**Texto fuente**
Uno de los argumentos para sostener la afirmación del clima destituyente creado por el lockout patronal es justamente la amenaza del hambre hacia toda la sociedad que generó el desabastecimiento. A partir de ese mecanismo el sector agropecuario demostró su poder: pueden crear, imponer una crisis que de otro modo no hubiera tenido lugar en función de la situación económica que vive el país. Demostraron que pueden dejar sin alimentos a la población, aumentar los precios, dejar sin trabajo a miles de personas, influir sobre la clase media, desabastecer de combustible, bajar las ventas de los comercios, perjudicar el turismo. Además de amenazar con posibles corralitos e incentivar la compra histérica de dólares. Es decir, la economía puede estar en sus manos, pueden transformar el panorama político económico de un país más allá de la estructura económica que haya armado el gobierno y encima se pueden dar el lujo de sostener un paro por tres meses. Demostraron que son un factor de poder que puede actuar en el sentido foucaltiano, tautológico del término, como un sector, casi equivalente al poder estatal mismo.
Esta comprobación fáctica tan contundente despeja las afirmaciones del gobierno y de ciertos intelectuales, del halo persecutorio con el que han sido subestimadas. No se trata sólo de discursos que pueden ser interpretados de una u otra manera sino de actos.
Desde los medios se habla permanentemente de una crisis. Estamos pasando por una crisis, propagandizan y estaría bueno discutir si esa crisis es real o creada, representada como tal porque el sector que la generó, lejos de verse perjudicado, goza de una alta rentabilidad en su tarea. El conflicto tiene lugar en el momento en que pierde la totalidad de sus beneficios. Con esta decisión el gobierno perturbaría una tradición que sentencia que a ciertos sectores privilegios jamás se los toca. El modelo de país que ellos disputan es el que reconoce a las corporaciones, los grupos económicos, como el verdadero poder, mientras que el gobierno de turno es sólo su ejecutor institucional. Esta separación de proyectos, esta decisión de estado de desprenderse, al menos en este caso puntual, de su camino y ubicarse en la vereda de enfrente, es la que abre el conflicto. ¿Qué lugar les tocará a ellos en este nuevo panorama político? Es el dilema.
La democracia sería, entonces, un sistema que se separaría de esas corporaciones (aunque más no sea tímidamente) y buscaría su sustentabilidad política en otro lado. No necesariamente en ellos. ¿Entonces a dónde buscará anclar la Sociedad Rural su pata política?

**Datos reunidos**

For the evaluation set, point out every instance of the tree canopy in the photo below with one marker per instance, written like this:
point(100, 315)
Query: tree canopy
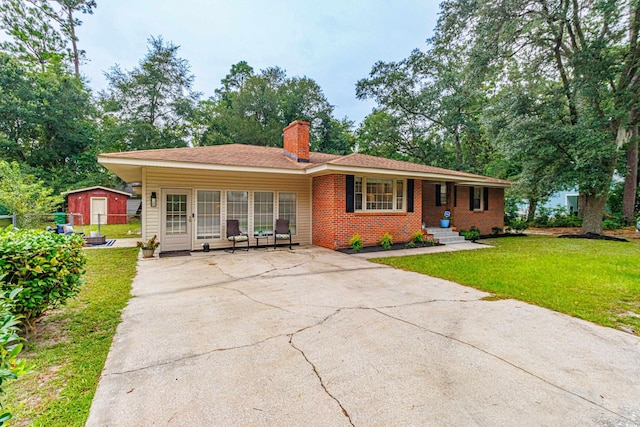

**Qué se pide**
Di si cada frase coincide con el texto sobre el lockout patronal, contestando sí o no y citando las palabras exactas del texto que lo deciden: (a) el sector agropecuario puede sostener un paro por tres meses; (b) el sector que generó la crisis se ve perjudicado por ella; (c) el conflicto empieza cuando el sector pierde una parte de sus beneficios. Responde solo con lo que dice el texto.

**Respuesta**
(a) Sí: «se pueden dar el lujo de sostener un paro por tres meses».
(b) No: «lejos de verse perjudicado, goza de una alta rentabilidad en su tarea».
(c) No: «El conflicto tiene lugar en el momento en que pierde la totalidad de sus beneficios».